Coordinate labeling data

──────

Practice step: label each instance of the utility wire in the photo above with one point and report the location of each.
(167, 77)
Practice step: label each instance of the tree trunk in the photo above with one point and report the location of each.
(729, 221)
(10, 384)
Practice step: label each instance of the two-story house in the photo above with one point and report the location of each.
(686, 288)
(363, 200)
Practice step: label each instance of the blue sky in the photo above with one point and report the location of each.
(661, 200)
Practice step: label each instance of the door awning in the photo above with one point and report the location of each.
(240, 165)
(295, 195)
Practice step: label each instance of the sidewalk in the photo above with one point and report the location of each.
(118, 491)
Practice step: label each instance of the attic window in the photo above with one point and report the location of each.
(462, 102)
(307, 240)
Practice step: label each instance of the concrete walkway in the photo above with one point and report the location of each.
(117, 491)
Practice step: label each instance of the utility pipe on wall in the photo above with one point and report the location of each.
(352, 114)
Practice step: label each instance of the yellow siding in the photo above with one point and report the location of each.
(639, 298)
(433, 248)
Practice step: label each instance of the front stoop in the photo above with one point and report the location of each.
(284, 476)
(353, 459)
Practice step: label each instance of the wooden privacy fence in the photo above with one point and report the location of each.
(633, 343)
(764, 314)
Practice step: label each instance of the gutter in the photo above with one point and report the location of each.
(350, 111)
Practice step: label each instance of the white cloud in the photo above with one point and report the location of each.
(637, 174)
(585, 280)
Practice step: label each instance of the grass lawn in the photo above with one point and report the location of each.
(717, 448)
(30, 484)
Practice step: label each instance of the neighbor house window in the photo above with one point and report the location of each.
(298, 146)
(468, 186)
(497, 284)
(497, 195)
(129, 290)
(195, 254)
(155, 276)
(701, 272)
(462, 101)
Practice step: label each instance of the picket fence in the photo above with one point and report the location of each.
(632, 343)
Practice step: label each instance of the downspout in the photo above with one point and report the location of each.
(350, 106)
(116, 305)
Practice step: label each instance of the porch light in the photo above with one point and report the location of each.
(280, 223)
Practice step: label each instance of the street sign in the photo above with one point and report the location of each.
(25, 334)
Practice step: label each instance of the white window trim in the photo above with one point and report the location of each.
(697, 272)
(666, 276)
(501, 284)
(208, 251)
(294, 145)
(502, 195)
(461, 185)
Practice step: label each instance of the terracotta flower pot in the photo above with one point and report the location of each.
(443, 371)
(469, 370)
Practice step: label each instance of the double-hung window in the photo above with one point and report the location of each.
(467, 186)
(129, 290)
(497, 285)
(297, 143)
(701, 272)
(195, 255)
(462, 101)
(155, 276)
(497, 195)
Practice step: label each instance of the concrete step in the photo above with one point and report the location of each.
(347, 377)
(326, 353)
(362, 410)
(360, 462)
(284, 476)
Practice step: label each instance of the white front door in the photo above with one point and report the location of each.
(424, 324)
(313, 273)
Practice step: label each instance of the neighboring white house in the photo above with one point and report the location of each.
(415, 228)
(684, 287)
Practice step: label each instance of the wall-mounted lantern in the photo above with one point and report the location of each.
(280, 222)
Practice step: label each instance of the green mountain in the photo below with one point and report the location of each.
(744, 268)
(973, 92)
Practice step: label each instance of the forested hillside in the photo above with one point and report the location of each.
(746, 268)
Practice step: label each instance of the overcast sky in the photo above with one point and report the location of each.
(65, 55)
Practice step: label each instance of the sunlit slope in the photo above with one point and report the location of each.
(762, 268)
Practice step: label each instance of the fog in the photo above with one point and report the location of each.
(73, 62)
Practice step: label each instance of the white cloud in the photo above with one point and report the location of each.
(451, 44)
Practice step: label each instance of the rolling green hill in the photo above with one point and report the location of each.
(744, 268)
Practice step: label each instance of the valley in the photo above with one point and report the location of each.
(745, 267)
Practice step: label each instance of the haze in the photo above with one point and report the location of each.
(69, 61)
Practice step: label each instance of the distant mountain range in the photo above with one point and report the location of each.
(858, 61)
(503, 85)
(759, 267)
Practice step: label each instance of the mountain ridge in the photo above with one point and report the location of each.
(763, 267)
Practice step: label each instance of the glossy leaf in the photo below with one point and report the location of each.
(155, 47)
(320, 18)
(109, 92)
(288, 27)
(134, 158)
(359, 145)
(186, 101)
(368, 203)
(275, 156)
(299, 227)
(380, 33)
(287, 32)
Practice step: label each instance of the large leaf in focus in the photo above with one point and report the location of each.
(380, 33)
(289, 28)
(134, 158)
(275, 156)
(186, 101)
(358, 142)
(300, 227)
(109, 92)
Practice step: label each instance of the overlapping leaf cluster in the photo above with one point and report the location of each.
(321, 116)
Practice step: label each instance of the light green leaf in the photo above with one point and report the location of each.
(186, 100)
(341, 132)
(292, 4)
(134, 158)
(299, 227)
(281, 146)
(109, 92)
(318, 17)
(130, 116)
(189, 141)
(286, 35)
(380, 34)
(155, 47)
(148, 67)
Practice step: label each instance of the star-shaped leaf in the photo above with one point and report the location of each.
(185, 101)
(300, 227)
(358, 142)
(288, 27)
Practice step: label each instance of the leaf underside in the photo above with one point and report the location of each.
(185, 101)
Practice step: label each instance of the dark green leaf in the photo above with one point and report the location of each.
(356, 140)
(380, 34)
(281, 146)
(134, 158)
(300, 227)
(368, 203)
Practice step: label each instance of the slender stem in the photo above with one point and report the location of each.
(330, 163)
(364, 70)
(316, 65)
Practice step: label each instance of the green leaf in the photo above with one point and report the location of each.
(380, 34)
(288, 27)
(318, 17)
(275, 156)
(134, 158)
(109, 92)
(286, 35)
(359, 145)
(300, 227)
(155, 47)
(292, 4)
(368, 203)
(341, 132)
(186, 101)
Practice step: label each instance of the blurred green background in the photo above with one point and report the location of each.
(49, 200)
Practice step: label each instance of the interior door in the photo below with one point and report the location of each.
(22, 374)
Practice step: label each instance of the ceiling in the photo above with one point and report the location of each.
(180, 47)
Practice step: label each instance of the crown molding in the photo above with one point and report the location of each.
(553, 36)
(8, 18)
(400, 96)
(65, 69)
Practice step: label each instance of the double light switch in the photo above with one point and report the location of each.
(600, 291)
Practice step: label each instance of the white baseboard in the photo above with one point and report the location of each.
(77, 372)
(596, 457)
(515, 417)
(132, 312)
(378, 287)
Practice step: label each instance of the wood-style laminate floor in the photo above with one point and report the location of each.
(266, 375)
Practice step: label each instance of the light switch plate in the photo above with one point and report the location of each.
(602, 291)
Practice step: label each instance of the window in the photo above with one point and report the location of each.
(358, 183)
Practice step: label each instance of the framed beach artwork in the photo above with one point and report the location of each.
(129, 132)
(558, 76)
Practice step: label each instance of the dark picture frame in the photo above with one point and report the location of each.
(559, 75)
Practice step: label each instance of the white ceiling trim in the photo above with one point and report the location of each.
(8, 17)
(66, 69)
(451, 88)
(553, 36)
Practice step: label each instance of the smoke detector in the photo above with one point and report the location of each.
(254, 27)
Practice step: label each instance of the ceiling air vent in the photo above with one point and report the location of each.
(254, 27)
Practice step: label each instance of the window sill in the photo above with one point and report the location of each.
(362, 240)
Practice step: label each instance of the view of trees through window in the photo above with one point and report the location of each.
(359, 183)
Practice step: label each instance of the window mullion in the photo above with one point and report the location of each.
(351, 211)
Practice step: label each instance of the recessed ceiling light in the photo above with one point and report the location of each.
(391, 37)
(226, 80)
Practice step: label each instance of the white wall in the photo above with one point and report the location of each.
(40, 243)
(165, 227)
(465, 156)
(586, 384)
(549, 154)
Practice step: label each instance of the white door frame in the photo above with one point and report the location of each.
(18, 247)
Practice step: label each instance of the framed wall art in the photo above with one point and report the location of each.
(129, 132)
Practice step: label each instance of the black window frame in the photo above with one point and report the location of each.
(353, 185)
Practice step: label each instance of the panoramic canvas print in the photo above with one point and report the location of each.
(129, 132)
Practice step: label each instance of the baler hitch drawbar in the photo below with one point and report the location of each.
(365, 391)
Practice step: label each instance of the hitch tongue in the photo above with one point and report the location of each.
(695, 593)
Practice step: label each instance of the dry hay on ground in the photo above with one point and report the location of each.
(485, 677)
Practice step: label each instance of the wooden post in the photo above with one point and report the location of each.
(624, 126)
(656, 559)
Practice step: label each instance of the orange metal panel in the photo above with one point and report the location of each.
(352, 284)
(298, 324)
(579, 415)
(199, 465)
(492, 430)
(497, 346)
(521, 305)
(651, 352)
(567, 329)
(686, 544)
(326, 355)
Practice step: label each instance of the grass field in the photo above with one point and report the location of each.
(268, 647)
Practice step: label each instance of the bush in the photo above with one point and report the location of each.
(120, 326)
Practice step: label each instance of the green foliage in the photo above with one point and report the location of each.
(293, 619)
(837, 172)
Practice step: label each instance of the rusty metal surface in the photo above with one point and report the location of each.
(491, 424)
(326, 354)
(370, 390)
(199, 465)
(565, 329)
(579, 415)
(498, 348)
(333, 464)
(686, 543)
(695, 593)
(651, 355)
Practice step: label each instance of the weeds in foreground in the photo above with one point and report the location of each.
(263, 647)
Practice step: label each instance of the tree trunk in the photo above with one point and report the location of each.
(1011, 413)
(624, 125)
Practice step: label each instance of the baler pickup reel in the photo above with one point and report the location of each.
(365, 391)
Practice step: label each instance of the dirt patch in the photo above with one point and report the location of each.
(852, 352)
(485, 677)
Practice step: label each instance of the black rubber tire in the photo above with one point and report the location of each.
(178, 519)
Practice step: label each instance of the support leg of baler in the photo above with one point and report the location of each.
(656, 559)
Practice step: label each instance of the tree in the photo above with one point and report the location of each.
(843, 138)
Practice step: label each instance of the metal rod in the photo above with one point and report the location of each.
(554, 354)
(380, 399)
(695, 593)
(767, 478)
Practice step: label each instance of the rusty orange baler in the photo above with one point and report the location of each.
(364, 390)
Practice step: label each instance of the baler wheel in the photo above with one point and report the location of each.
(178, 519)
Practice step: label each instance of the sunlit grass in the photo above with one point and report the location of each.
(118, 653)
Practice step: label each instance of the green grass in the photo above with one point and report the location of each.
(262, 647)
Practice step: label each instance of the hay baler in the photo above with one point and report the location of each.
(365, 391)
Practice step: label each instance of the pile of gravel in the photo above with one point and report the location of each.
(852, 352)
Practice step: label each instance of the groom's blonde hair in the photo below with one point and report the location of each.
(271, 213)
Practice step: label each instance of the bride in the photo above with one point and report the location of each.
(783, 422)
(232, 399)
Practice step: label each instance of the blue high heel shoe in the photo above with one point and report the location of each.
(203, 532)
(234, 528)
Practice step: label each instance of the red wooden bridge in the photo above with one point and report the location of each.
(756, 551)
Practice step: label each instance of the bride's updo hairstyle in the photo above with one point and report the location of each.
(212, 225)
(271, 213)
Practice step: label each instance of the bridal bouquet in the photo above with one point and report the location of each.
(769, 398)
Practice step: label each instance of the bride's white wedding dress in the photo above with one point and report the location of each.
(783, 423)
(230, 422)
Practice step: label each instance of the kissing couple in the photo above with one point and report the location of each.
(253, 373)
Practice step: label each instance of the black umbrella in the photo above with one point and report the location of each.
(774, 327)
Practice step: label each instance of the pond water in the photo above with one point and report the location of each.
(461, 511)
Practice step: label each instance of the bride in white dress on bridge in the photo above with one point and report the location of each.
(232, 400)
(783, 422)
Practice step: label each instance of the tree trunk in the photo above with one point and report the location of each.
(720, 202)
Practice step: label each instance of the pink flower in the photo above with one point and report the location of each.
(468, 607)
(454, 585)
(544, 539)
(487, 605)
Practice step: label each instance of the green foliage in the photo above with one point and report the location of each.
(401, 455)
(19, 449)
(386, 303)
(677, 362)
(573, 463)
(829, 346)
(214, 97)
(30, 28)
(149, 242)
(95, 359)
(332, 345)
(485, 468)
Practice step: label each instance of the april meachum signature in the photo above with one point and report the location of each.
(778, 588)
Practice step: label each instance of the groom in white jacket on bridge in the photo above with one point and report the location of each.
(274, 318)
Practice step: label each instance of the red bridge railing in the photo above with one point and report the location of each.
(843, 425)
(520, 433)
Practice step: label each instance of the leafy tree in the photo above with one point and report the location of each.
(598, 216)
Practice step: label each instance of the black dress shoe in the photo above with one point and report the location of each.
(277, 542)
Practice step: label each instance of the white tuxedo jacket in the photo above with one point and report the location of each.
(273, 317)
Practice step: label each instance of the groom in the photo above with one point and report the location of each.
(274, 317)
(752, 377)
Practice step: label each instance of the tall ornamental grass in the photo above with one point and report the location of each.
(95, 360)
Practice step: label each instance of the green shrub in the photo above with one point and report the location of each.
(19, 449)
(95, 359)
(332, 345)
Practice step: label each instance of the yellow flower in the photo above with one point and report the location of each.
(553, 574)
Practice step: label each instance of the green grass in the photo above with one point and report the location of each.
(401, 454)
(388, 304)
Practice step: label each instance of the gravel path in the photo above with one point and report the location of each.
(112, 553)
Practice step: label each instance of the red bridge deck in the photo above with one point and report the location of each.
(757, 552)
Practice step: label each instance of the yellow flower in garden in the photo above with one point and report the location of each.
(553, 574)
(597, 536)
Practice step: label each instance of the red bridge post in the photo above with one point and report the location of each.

──────

EXERCISE REQUIREMENTS: From the line with "Practice step: label each instance of the red bridge railing" to the last line of the material, give every line again exactly, and only those lines.

OUTPUT FOR THIS EXERCISE:
Practice step: label each instance of the red bridge railing in the photo above with one point and report the location of each.
(843, 425)
(520, 433)
Practice step: label each instance of the leafy tree in the photo above with one point and report the location of each.
(598, 216)
Practice step: label each instance of the black dress shoe in the photo above with one point and report the location of each.
(277, 542)
Practice step: label each instance of the white tuxedo jacket in the photo above with one point and report the location of each.
(273, 317)
Practice step: label each instance of the groom in the photo above with one point and report the location of each.
(274, 317)
(752, 377)
Practice step: label each instance of the tall ornamental grass in the photo above with one point and report the location of each.
(95, 360)
Practice step: label each instance of the green shrub in the photo above with one point and report the location of each.
(19, 449)
(95, 359)
(332, 345)
Practice step: label each instance of the yellow flower in the photo above with one point and report the location of each.
(553, 574)
Practice step: label each instance of the green grass in the photo above with one point and report the location of each.
(401, 454)
(388, 304)
Practice step: label each instance of the gravel path in the photo above with one point and report the location of each.
(112, 553)
Practice step: label each instance of the red bridge deck in the photo above with one point and report the location of each.
(757, 552)
Practice step: label each instance of the yellow flower in garden in the photo above with one point and report the location of each.
(553, 574)
(597, 536)
Practice step: label each instance of the red bridge post in the photo above with one point and report the location of each.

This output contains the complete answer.